>>>

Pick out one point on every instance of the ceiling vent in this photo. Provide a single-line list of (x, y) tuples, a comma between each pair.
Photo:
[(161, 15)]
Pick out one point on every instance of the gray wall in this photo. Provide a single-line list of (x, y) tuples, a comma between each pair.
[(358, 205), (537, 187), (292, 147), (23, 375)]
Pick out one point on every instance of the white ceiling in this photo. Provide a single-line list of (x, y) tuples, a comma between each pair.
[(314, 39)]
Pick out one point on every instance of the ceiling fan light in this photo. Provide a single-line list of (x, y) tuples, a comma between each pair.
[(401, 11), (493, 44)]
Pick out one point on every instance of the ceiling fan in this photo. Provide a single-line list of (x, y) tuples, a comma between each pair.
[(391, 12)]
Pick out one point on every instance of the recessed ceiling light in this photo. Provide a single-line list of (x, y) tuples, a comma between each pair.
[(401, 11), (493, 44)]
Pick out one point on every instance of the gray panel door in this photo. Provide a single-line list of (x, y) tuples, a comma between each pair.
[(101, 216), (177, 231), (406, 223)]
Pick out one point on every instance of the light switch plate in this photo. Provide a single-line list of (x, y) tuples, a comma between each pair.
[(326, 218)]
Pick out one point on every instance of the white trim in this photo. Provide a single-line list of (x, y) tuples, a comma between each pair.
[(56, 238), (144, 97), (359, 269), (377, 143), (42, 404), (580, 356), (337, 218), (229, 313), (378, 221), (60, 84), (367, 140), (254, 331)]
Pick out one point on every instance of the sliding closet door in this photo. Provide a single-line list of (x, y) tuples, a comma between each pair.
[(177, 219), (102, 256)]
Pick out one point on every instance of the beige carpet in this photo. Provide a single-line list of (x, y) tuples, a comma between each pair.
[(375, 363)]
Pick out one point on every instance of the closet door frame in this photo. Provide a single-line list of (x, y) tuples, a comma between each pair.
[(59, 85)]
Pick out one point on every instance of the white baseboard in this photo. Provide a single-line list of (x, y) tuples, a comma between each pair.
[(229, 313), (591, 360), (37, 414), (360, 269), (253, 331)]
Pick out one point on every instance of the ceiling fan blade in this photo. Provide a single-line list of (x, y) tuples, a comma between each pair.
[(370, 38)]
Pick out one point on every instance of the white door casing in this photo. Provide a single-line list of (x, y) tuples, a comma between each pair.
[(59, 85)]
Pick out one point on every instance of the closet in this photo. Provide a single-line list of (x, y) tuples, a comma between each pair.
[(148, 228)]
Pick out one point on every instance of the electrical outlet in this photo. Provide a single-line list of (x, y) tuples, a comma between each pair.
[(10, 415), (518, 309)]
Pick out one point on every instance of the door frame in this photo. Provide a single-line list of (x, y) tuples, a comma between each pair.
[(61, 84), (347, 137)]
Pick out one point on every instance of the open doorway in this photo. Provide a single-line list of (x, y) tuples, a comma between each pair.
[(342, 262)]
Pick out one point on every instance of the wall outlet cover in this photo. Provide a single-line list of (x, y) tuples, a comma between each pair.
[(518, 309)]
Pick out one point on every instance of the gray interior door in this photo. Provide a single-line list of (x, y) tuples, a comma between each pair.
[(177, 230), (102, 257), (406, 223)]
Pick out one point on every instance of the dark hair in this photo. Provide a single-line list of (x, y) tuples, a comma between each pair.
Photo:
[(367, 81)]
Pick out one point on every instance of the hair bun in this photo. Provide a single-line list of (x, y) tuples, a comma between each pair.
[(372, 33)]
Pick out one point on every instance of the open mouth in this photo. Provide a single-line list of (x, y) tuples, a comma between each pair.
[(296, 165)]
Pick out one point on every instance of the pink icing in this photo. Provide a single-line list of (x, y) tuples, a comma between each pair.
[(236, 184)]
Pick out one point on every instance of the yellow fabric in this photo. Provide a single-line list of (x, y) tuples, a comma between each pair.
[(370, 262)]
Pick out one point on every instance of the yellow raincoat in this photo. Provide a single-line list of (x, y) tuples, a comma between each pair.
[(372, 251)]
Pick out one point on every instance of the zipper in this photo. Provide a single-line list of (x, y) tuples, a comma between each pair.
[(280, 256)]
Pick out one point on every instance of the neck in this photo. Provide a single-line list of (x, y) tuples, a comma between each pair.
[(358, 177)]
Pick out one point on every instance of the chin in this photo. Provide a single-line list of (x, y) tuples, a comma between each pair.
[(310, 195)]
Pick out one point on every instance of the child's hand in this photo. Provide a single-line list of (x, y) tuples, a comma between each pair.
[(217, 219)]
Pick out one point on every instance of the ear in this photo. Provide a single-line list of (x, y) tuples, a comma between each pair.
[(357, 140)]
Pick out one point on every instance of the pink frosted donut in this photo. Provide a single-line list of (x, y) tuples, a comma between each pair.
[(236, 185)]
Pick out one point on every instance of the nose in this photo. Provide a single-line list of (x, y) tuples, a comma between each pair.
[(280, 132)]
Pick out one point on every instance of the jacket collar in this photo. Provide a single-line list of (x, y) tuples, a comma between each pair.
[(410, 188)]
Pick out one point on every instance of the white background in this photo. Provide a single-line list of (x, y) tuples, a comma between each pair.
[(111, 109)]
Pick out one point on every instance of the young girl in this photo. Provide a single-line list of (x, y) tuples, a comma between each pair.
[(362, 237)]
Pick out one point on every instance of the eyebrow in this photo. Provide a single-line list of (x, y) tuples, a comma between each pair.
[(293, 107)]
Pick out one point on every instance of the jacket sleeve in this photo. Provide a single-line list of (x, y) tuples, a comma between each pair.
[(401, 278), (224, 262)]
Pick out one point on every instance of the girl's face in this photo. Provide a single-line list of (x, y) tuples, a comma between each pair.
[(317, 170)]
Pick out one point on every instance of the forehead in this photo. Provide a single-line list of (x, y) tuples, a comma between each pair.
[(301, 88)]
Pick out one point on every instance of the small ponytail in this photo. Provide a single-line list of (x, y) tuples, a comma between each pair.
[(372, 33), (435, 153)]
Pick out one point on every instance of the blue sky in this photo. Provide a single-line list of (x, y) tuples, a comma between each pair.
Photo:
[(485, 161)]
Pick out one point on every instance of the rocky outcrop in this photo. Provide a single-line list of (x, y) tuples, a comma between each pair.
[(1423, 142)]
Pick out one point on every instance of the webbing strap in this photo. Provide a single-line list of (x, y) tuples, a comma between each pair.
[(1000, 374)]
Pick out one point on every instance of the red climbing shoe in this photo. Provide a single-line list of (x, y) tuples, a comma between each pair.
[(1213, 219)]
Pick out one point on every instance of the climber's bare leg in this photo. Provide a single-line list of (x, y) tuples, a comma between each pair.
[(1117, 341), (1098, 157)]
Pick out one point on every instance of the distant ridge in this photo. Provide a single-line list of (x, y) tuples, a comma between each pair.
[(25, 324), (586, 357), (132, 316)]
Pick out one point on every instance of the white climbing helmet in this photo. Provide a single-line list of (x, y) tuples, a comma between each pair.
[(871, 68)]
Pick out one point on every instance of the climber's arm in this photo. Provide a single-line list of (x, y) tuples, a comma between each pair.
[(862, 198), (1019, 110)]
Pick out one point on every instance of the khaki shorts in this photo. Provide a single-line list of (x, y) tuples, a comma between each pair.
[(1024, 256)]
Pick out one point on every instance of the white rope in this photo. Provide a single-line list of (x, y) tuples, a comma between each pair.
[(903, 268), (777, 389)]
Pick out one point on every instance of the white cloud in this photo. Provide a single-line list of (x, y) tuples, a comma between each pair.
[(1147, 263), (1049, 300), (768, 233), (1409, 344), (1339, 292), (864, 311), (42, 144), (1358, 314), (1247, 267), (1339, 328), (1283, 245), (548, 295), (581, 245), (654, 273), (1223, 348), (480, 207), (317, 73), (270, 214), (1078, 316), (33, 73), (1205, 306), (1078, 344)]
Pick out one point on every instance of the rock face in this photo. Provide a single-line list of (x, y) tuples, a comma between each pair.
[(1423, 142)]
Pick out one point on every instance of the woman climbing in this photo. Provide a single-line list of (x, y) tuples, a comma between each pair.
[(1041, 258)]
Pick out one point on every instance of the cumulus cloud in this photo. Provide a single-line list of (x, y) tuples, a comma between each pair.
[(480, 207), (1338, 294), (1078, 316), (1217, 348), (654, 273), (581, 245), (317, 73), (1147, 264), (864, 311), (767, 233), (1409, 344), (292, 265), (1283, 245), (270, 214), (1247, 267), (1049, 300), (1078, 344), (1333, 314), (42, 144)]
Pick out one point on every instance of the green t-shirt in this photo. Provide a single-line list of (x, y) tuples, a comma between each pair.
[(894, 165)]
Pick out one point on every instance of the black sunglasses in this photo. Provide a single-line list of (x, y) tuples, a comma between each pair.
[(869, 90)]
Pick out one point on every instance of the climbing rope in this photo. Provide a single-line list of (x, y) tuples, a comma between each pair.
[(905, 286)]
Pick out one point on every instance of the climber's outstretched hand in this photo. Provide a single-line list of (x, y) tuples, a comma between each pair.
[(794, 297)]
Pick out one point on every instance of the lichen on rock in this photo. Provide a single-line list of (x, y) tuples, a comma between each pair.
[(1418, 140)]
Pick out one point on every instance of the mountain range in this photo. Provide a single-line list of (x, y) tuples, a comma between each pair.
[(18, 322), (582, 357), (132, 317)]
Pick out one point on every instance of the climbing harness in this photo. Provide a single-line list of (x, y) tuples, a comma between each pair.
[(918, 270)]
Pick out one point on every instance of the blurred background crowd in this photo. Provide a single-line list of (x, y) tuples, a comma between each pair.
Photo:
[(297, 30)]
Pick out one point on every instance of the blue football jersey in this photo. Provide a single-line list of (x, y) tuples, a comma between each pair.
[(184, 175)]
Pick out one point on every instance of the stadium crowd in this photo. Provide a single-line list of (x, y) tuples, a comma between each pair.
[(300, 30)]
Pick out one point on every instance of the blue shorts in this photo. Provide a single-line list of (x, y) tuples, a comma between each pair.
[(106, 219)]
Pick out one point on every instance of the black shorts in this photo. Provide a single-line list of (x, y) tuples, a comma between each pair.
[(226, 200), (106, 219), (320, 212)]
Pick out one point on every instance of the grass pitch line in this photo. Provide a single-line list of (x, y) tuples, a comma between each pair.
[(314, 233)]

<<<

TRY IT:
Which lines run from the one with "Pick out one point on every instance of the climbing rope" through the end of the listing above? Restate them word for word, with nothing else.

PROBLEM SOLUTION:
Pick out one point on every instance of the climbing rope in this photo. Provide a single-line list of (x, y) tuples, a comma between each pair.
[(905, 286)]
Pick out one point on every instance of the climber's outstretched hand in this photo. Provide a single-line list of (x, y) tuples, a comma between each pair.
[(794, 297)]
Pick out one point on every instance of the lichen on rock in this photo. Provide a single-line list of (x, y) tuples, a comma between each pair.
[(1418, 140)]
Pick out one point on every instance of the mountain range in this photo. Provide a single-line list of (x, y) tuples, a comma between each pair.
[(18, 322), (582, 357), (132, 317)]
Pick out one point on every instance of the climbing harness in this photo. Provide a single-line list of (x, y) tuples, a comma between each pair.
[(918, 270)]
Pick out one point on every instance of the blurred background crowd in this photo. Provide a single-line list of (x, y) tuples, a comma between each pair.
Photo:
[(297, 30)]
Pick out one point on every instance of the blue football jersey in this photo. Provide a single-line list of (x, y) tuples, a comma between each pair.
[(184, 175)]
Pick out one point on every instance of the stadium crowd in this photo. Provide a single-line list of (x, y) tuples, a comma between each pair.
[(300, 30)]
Pick out one point on every instance of the blue shorts in this photo. Provide a single-line list of (x, y) tuples, a comma between each pair.
[(106, 219)]
Pick out one point on every instance of the black shorts in this photo. Provide a single-line list of (x, y) tuples, a comma between each pair.
[(226, 200), (106, 219), (320, 212)]
Pick out one point on every instance of the grass pitch line in this photo. Provide a single-line list of (x, y) tuples, a comma between each pair.
[(314, 233)]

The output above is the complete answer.